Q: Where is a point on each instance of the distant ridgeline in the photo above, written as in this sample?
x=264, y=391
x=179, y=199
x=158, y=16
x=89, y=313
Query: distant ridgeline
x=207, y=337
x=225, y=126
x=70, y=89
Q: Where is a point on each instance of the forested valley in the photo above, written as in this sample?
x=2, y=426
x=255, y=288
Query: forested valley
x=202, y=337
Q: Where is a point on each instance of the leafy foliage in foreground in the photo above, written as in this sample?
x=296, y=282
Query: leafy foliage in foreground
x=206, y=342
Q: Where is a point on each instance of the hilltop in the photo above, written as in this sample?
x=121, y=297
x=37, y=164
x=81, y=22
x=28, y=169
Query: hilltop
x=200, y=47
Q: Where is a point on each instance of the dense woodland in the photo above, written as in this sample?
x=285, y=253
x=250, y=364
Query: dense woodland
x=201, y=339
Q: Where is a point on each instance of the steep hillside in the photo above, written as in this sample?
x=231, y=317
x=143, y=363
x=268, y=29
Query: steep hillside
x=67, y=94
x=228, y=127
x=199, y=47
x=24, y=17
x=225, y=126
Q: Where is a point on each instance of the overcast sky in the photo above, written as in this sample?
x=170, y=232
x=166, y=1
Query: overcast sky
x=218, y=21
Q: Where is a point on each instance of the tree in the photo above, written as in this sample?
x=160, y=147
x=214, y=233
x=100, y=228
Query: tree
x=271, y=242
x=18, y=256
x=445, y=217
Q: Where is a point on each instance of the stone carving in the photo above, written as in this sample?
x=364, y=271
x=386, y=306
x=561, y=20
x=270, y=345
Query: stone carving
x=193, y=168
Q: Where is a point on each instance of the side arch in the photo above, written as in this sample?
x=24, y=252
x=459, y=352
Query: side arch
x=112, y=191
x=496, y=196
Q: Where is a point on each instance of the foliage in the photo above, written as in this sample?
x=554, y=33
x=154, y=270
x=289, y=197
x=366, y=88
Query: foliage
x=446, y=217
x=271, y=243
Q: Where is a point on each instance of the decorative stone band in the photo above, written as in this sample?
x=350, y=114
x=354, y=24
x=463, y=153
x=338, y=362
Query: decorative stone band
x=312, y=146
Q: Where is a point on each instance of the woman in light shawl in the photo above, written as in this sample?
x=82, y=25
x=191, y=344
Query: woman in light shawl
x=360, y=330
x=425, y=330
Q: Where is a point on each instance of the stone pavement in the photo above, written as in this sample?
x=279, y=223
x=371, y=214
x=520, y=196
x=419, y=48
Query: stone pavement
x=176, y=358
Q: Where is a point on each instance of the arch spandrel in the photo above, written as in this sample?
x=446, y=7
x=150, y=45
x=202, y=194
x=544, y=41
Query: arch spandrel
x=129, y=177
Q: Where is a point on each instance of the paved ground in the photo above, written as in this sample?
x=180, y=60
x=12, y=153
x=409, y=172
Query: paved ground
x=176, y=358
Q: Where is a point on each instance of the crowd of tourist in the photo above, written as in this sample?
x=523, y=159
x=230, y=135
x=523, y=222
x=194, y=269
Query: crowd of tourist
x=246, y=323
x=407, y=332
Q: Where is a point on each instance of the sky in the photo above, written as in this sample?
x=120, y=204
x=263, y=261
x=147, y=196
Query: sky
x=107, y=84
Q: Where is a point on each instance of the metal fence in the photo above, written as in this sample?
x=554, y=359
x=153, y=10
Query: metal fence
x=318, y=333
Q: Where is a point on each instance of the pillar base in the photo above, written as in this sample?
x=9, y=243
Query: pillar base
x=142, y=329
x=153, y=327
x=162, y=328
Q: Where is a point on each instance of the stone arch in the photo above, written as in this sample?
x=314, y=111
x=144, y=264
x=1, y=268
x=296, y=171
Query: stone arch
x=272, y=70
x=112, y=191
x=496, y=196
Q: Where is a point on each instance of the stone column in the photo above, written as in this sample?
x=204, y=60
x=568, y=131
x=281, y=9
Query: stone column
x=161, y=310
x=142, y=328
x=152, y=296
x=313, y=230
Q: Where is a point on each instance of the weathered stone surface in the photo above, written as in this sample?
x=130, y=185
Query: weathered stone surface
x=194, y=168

Your instructions >> Retype everything in the records above, from the line containing "Q: Where is a point on each instance of the pillar" down to the last line of the records.

Full output >>
Q: Where is a point on each instance of the pillar base in the photo above, written as in this sample?
x=9, y=243
Query: pillar base
x=142, y=329
x=153, y=327
x=162, y=328
Q: Where is a point on each instance of the stone arch in the photo above, written as in this sample?
x=314, y=111
x=144, y=264
x=1, y=268
x=296, y=171
Query: stone arch
x=272, y=70
x=112, y=191
x=496, y=196
Q: Where is a point on each instance of the stone column in the photo above, written as in this sample?
x=204, y=60
x=568, y=131
x=281, y=9
Query: stone column
x=161, y=310
x=142, y=328
x=152, y=296
x=313, y=230
Q: Where is a point on each instance of the weathered stone surface in the photo above, written as in this sample?
x=130, y=185
Query: weathered stone surface
x=194, y=168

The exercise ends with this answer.